= Your instructions =
The required output is the line that contains "Locate the snow" and every line after it, each written out exactly, up to the end of the entries.

(Stored dataset items)
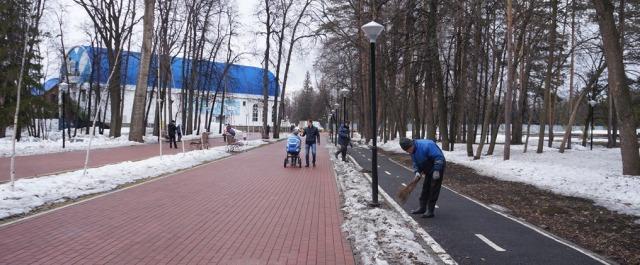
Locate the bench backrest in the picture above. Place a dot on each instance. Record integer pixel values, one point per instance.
(204, 137)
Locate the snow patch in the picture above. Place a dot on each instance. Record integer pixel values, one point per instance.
(579, 172)
(30, 193)
(29, 145)
(379, 235)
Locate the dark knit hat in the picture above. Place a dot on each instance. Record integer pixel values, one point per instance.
(405, 143)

= Result for this task =
Locate the snow patch in the picture above. Place a dot on each instance. Record integer pixel values, one point per instance.
(579, 172)
(30, 193)
(29, 145)
(379, 235)
Locate the dark knit hat in the picture above. Place a dot on each instance. Record integer pixel values, one point per instance.
(405, 143)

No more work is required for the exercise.